### Exercise task
Rewrite the records below with "Query" swapped for "Target" everywhere it appears, keeping everything else the same. Leave the pictures out of your answer.

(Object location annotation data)

+ + + +

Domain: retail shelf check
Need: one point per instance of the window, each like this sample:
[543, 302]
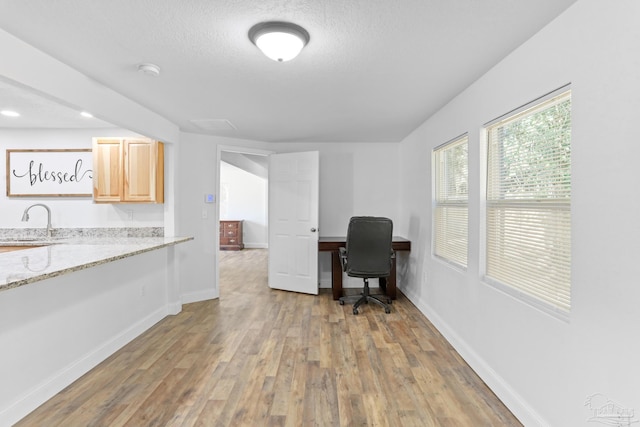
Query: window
[528, 209]
[451, 174]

+ + + +

### Solution to the exercise
Domain: retail shelf check
Need: one point per instance of the window, each like this sample:
[543, 302]
Target: window
[528, 209]
[451, 174]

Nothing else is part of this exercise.